→ Work instruction
Verbatim transcription with images omitted: return the entries below in full.

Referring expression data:

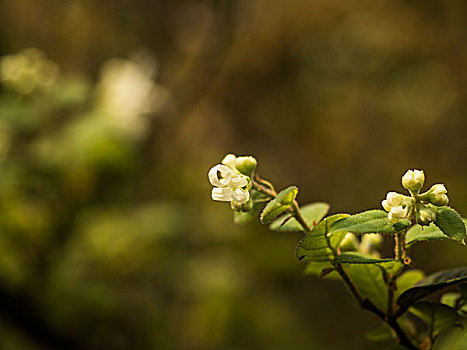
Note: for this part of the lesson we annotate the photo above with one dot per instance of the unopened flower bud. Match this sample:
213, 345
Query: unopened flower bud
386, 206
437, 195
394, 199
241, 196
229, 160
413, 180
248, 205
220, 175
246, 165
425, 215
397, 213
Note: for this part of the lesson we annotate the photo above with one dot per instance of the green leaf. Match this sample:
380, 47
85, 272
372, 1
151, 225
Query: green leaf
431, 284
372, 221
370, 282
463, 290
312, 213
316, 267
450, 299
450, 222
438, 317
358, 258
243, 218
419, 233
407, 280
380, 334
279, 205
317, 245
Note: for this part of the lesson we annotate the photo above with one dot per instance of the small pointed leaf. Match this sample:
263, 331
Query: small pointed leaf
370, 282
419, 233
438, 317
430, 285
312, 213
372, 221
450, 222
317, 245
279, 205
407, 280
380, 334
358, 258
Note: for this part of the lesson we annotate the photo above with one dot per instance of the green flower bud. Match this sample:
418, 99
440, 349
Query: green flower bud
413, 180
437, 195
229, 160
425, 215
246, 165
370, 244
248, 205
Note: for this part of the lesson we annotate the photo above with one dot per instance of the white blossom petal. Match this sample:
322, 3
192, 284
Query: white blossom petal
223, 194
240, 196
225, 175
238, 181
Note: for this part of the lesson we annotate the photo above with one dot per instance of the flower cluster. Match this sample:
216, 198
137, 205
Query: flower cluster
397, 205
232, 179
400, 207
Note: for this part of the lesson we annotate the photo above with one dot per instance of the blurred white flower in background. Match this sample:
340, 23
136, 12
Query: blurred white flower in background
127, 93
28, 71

→ Output for this task
Note: for this part of the lesson we annotate the photo above with one dot per instance of the unopened flower bud. Match this sample:
213, 345
Query: unopened flower bud
386, 206
437, 195
394, 199
241, 196
229, 160
413, 180
248, 205
220, 175
246, 165
425, 215
397, 213
Note: for this part of the lesson we annotate the photo above with one dot per instance of the green leaf. Match this sample:
380, 47
85, 272
372, 1
151, 225
Query: green leaf
431, 284
372, 221
370, 282
463, 290
312, 213
316, 267
450, 299
450, 222
438, 317
358, 258
243, 218
419, 233
407, 280
380, 334
279, 205
317, 245
Note: for this part of the lesson we annotate the photo above with one dot per instance of the small pointed leaf. Match this sample:
263, 331
Query: small pointed leaf
370, 282
419, 233
438, 317
430, 285
312, 213
372, 221
450, 222
317, 245
279, 205
407, 280
380, 334
358, 258
Note: for this part of the lesson we annotate the photo above with one dot per instance of the green flower bud. Match this sample:
418, 99
440, 349
Query: green flower bud
413, 180
437, 195
229, 160
425, 215
246, 165
370, 244
248, 205
Note: for this part of the lesson we annotate the photo above with one dot per instance of the white blossom petal. Match this sample:
322, 3
192, 284
Query: white blossom petal
223, 194
240, 196
225, 175
238, 181
Note: for this part of the lesson we annotate the photo above with one dot per instance of the flower cluster. Match this sample:
216, 198
137, 205
Query: flower cluster
397, 205
232, 179
400, 207
Note: for this part of the lesson we annotate the photo above with one dot per instance of the blurred white flower in background. Match this sample:
340, 23
136, 12
Query: blurred white flower in background
127, 93
28, 71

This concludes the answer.